- **Görev 1**: Kayıtlarda "Return the polygon of every instance of the cab" ifadesini içeren satırdan kayıtların sonuna kadar olan kısmı, "cab door" yerine "driver door" koyarak baştan yaz; geri kalan her şey aynı kalsın. Resimleri cevaba alma.

- **Verilen metin**:
Emsal Mahkeme Kararı İzmir Bölge Adliye Mahkemesi 22. Hukuk Dairesi 2020/2181 E. 2023/420 K. 24.02.2023 T.

Görüntülediğiniz mahkeme kararı kesinleşmiş bir karardır.

T.C.
İZMİR
BÖLGE ADLİYE MAHKEMESİ
22. HUKUK DAİRESİ

ESAS NO : 2020/2181
KARAR NO : 2023/420

T Ü R K M İ L L E T İ A D I N A
İ S T İ N A F K A R A R I

İNCELENEN KARARIN
MAHKEMESİ : İZMİR 2. ASLİYE TİCARET MAHKEMESİ
ESAS NO : 2018/1316
KARAR NO : 2020/381
DAVA TARİHİ : 06.11.2018
KARAR TARİHİ: 02.07.2020
DAVANIN KONUSU : Eser Sözleşmesinden Kaynaklanan Alacak
KARAR TARİHİ : 24.02.2023
KARAR YAZIM TARİHİ : 24.02.2023
İzmir 2. Asliye Ticaret Mahkemesinin 02.07.2020 tarih ve 2018/1316 Esas, 2020/381 Karar sayılı kararın Dairemizce incelenmesi davacı vekili tarafından istenmiş ve istinaf dilekçesinin süresi içinde verildiği anlaşılmış olmakla, raportör üye tarafından düzenlenen rapor dinlenip ve yine dosya içerisindeki dilekçe, layihalar, duruşma tutanakları ve tüm belgeler okunup, incelendi.

- **Görev 2**: Mahkeme kararında istinaf incelemesini kimin istediği yazıyor?

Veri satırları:

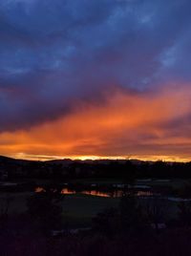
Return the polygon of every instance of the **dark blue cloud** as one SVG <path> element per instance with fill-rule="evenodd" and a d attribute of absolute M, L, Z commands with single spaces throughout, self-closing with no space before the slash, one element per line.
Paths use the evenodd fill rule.
<path fill-rule="evenodd" d="M 189 83 L 190 8 L 189 0 L 2 0 L 0 130 L 67 114 L 114 86 Z"/>

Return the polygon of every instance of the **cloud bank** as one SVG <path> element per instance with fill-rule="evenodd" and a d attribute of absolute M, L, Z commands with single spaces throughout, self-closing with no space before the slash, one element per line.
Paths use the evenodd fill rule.
<path fill-rule="evenodd" d="M 188 0 L 2 0 L 0 154 L 189 158 Z"/>

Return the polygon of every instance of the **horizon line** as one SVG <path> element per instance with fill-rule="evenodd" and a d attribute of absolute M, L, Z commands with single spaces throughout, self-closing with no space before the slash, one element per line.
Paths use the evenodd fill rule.
<path fill-rule="evenodd" d="M 190 158 L 185 157 L 178 157 L 178 156 L 138 156 L 138 155 L 131 155 L 131 156 L 91 156 L 91 155 L 83 155 L 83 156 L 52 156 L 52 155 L 32 155 L 26 153 L 17 153 L 17 154 L 3 154 L 2 156 L 12 158 L 15 160 L 38 160 L 38 161 L 47 161 L 47 160 L 137 160 L 142 161 L 167 161 L 167 162 L 190 162 Z"/>

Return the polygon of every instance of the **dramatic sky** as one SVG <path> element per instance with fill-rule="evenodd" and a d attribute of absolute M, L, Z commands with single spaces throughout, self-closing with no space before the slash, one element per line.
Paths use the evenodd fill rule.
<path fill-rule="evenodd" d="M 191 160 L 190 0 L 0 0 L 0 155 Z"/>

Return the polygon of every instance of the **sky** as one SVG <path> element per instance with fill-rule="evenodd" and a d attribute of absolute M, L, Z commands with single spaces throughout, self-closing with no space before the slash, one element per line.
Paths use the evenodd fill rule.
<path fill-rule="evenodd" d="M 0 0 L 0 155 L 191 160 L 190 10 Z"/>

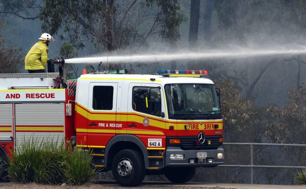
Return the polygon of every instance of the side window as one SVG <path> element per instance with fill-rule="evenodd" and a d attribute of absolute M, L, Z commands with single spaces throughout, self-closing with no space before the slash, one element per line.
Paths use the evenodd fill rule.
<path fill-rule="evenodd" d="M 92 109 L 110 110 L 113 109 L 113 86 L 94 86 Z"/>
<path fill-rule="evenodd" d="M 162 100 L 159 88 L 134 87 L 132 105 L 135 111 L 160 116 Z"/>

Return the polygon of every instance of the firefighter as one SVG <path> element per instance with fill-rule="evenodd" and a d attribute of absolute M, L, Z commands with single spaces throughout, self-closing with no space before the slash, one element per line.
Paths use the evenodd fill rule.
<path fill-rule="evenodd" d="M 51 40 L 51 35 L 44 33 L 38 38 L 37 42 L 31 48 L 24 59 L 24 69 L 29 73 L 45 73 L 48 59 L 48 46 Z"/>

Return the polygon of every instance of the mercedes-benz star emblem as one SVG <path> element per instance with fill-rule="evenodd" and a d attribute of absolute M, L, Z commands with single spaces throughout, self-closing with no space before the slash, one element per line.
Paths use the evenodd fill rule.
<path fill-rule="evenodd" d="M 200 144 L 203 144 L 205 141 L 205 135 L 204 134 L 201 132 L 198 135 L 198 140 Z"/>

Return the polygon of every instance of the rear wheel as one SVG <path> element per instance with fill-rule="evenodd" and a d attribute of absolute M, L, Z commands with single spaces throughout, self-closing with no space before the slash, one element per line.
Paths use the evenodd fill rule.
<path fill-rule="evenodd" d="M 115 180 L 125 186 L 140 184 L 144 178 L 145 169 L 143 157 L 134 150 L 125 149 L 115 156 L 112 165 Z"/>
<path fill-rule="evenodd" d="M 196 173 L 195 167 L 171 168 L 165 170 L 165 175 L 173 183 L 183 183 L 190 180 Z"/>

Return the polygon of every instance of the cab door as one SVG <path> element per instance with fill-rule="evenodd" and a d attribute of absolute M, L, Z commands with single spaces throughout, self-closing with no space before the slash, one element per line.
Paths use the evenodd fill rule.
<path fill-rule="evenodd" d="M 116 134 L 118 84 L 91 83 L 88 113 L 88 145 L 104 148 Z"/>
<path fill-rule="evenodd" d="M 162 86 L 130 83 L 128 103 L 126 133 L 135 135 L 148 149 L 164 149 L 165 108 Z"/>

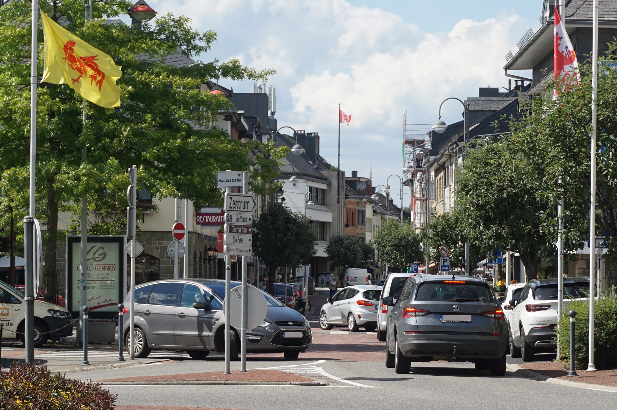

- **Alıştırma çıktısı 1**:
Return the polygon of every instance of the driver door as one SVG <path> element per instance with fill-rule="evenodd" and a d attribute of absolute M, L, Z commands with single spaces throughout, self-closing with no space before the slash, one element per line.
Paths use the evenodd fill rule.
<path fill-rule="evenodd" d="M 116 134 L 118 84 L 91 83 L 88 113 L 88 145 L 104 148 Z"/>
<path fill-rule="evenodd" d="M 162 86 L 130 83 L 128 103 L 126 133 L 135 135 L 148 149 L 164 149 L 165 108 Z"/>

- **Alıştırma çıktısı 2**: Davacı vekili.